• **What you should do**:
Can you print, without any change, the lines of the material below from the line containing "Q: Tag each instance of the girl's face" through the end of the material?
## begin Material for this task
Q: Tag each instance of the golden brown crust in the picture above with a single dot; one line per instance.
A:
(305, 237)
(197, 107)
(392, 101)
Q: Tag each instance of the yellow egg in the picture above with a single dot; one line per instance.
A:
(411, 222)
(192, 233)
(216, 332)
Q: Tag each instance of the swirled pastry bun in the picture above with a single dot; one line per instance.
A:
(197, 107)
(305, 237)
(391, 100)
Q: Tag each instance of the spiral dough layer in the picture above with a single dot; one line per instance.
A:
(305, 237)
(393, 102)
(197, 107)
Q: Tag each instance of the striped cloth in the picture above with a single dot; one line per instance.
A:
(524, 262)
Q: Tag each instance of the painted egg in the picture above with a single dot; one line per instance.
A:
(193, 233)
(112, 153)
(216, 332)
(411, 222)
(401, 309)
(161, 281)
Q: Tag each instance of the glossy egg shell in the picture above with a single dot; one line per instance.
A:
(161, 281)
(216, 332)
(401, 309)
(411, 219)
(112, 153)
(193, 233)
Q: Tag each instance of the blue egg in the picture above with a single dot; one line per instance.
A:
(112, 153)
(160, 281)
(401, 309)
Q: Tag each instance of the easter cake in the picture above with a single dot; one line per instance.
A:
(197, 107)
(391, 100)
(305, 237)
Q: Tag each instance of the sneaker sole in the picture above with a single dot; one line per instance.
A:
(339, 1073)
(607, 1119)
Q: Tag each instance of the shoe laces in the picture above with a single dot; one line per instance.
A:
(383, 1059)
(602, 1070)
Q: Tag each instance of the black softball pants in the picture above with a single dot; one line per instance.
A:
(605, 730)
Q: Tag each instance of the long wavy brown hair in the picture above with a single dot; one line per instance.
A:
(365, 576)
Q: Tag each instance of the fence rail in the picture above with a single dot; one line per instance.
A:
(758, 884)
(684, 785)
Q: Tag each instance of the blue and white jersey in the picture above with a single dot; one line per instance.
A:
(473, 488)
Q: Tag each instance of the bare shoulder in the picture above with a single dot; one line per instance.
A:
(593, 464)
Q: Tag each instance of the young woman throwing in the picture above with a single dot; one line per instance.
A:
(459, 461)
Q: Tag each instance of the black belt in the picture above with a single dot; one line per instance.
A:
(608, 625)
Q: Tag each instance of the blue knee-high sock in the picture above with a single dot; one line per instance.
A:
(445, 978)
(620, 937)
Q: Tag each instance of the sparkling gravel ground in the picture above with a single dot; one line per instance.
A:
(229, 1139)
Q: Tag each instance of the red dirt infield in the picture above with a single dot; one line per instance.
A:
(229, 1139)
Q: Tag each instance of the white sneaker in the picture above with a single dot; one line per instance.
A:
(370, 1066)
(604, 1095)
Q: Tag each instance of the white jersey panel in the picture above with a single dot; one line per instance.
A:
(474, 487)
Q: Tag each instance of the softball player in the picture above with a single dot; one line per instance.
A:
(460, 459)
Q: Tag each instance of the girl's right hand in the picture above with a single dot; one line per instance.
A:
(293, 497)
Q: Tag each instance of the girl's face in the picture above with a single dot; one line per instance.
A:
## end Material for this task
• **Exercise output**:
Q: Tag each instance of the girl's face in the picture above with a single dot; one line per instance.
A:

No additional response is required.